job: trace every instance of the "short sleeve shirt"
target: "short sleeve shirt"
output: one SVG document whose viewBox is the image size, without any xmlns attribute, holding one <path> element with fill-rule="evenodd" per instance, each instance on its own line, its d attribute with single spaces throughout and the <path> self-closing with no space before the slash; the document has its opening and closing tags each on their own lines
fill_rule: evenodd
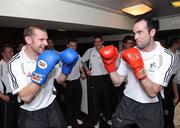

◇ ◇ ◇ ◇ ◇

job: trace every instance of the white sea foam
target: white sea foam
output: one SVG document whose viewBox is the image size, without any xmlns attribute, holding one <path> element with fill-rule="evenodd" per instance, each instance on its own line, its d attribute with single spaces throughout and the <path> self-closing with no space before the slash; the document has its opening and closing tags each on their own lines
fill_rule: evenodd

◇ ◇ ◇ ◇ ◇

• **Exercise task**
Pull out each line of the records that contains the string "sleeve" and copy it unchanged.

• **Solution to this problem**
job: trace every instance of the "short sleeve shirt"
target: "short sleeve shirt"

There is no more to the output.